> WORK TO BE COMPLETED
Please render the listing below as a numbered list, leaving out any blank lines.

........

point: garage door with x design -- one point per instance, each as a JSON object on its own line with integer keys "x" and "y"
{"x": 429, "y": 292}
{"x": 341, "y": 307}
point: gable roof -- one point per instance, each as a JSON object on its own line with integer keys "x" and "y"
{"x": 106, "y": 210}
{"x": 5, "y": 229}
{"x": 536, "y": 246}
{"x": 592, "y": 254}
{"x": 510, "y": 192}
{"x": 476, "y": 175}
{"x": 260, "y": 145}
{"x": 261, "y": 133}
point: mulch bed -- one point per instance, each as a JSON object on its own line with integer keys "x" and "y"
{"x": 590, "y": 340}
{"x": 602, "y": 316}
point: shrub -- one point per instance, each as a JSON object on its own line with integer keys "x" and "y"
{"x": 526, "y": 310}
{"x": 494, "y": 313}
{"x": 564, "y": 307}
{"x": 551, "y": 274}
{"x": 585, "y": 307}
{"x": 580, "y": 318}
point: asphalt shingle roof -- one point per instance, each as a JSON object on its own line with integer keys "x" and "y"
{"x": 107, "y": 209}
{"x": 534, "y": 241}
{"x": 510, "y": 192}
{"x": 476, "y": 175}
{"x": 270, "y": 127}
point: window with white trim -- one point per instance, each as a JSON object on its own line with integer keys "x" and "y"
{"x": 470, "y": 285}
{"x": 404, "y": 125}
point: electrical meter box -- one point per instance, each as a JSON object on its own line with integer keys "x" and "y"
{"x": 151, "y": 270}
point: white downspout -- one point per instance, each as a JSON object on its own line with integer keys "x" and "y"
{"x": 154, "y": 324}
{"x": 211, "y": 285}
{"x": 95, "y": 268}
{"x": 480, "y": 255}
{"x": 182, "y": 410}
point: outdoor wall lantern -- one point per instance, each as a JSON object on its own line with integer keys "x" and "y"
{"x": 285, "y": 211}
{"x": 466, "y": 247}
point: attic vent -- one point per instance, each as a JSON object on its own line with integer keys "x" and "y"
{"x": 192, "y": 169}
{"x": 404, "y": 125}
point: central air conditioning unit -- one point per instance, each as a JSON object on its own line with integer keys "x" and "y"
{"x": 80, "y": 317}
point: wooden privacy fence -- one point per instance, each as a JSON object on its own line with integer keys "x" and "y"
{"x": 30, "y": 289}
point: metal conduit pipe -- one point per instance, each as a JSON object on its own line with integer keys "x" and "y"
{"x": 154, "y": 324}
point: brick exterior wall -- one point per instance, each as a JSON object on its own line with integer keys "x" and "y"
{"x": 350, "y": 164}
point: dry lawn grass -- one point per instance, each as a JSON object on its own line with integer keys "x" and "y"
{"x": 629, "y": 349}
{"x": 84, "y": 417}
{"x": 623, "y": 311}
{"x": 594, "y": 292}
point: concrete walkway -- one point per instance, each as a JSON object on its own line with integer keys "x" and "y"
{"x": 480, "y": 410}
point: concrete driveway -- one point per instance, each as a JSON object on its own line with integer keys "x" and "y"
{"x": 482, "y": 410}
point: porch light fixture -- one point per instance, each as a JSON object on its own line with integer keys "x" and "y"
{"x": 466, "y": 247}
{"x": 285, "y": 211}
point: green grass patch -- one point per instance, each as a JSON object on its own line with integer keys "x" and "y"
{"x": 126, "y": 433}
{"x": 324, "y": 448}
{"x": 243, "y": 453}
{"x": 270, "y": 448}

........

> RESULT FOR THIS TASK
1. point: garage door with x design -- one point per instance, each as a JSON object on its own line with integer keys "x" and "y"
2. {"x": 429, "y": 292}
3. {"x": 341, "y": 307}
4. point: gable roof -- one point per instance, each as a JSON object on its own line with integer keys "x" and "y"
5. {"x": 106, "y": 210}
6. {"x": 5, "y": 229}
7. {"x": 536, "y": 246}
8. {"x": 592, "y": 254}
9. {"x": 510, "y": 192}
10. {"x": 476, "y": 175}
11. {"x": 260, "y": 145}
12. {"x": 261, "y": 133}
13. point: mulch bed -- one point per instance, each as a JSON object on its own line with integer keys "x" and "y"
14. {"x": 590, "y": 340}
15. {"x": 602, "y": 316}
16. point: shrub -- one point per instance, each as a JSON object on its own line with integer keys "x" and "y"
17. {"x": 526, "y": 310}
18. {"x": 494, "y": 313}
19. {"x": 564, "y": 307}
20. {"x": 551, "y": 274}
21. {"x": 585, "y": 307}
22. {"x": 580, "y": 318}
23. point: asphalt shingle roof -- one point per instance, each as a JSON object on its own line with integer keys "x" and "y"
24. {"x": 107, "y": 209}
25. {"x": 534, "y": 241}
26. {"x": 510, "y": 192}
27. {"x": 476, "y": 175}
28. {"x": 270, "y": 127}
29. point: window with white trim -- one point per instance, each as a JSON object on its own line with integer keys "x" and "y"
30. {"x": 470, "y": 285}
31. {"x": 404, "y": 125}
32. point: electrical meter box -- one point per instance, each as a JSON object on its own line with integer keys "x" and "y"
33. {"x": 151, "y": 270}
34. point: white downspout -- one point per instance, each as a JSON object on its own line with integer keys "x" and "y"
35. {"x": 154, "y": 324}
36. {"x": 211, "y": 285}
37. {"x": 95, "y": 268}
38. {"x": 480, "y": 255}
39. {"x": 182, "y": 410}
40. point: outdoor wall lantern -- one point per instance, each as a JSON object on its own line with integer keys "x" and "y"
41. {"x": 285, "y": 211}
42. {"x": 466, "y": 247}
43. point: attic vent -- one point per instance, each as a JSON object on its own line with integer keys "x" and "y"
44. {"x": 192, "y": 169}
45. {"x": 404, "y": 125}
46. point: central air conditioning unit -- one point per instance, each as a JSON object on its own line with integer keys "x" and "y"
47. {"x": 80, "y": 317}
48. point: wooden privacy fence -- one point per instance, each as a JSON object on its own line with integer keys "x" and "y"
49. {"x": 30, "y": 289}
50. point: metal conduit pipe -- one point per instance, each as a JSON object on its own line with integer keys "x" and "y"
51. {"x": 154, "y": 324}
52. point: brick exterior wall -- one point per instance, each as a JSON object on its own line with integer keys "x" and "y"
53. {"x": 350, "y": 164}
54. point: dry lawn grass -- one point per instance, each as a JSON object on its own line with integer keys "x" and "y"
55. {"x": 629, "y": 349}
56. {"x": 84, "y": 417}
57. {"x": 623, "y": 311}
58. {"x": 594, "y": 292}
59. point: concrete walkway -- one point per instance, each as a JSON object on its own line with integer keys "x" and "y"
60. {"x": 480, "y": 410}
61. point: concrete driveway -- one point per instance, each as a JSON object on its own line with integer keys "x" and "y"
62. {"x": 482, "y": 410}
63. point: porch light fixture -- one point per instance, each as a JSON object on its own line with integer keys "x" and "y"
64. {"x": 466, "y": 247}
65. {"x": 285, "y": 211}
66. point: green grass patch -- one point per instance, each as a JSON object on its own line with integer keys "x" and "y"
67. {"x": 126, "y": 433}
68. {"x": 324, "y": 448}
69. {"x": 243, "y": 453}
70. {"x": 270, "y": 448}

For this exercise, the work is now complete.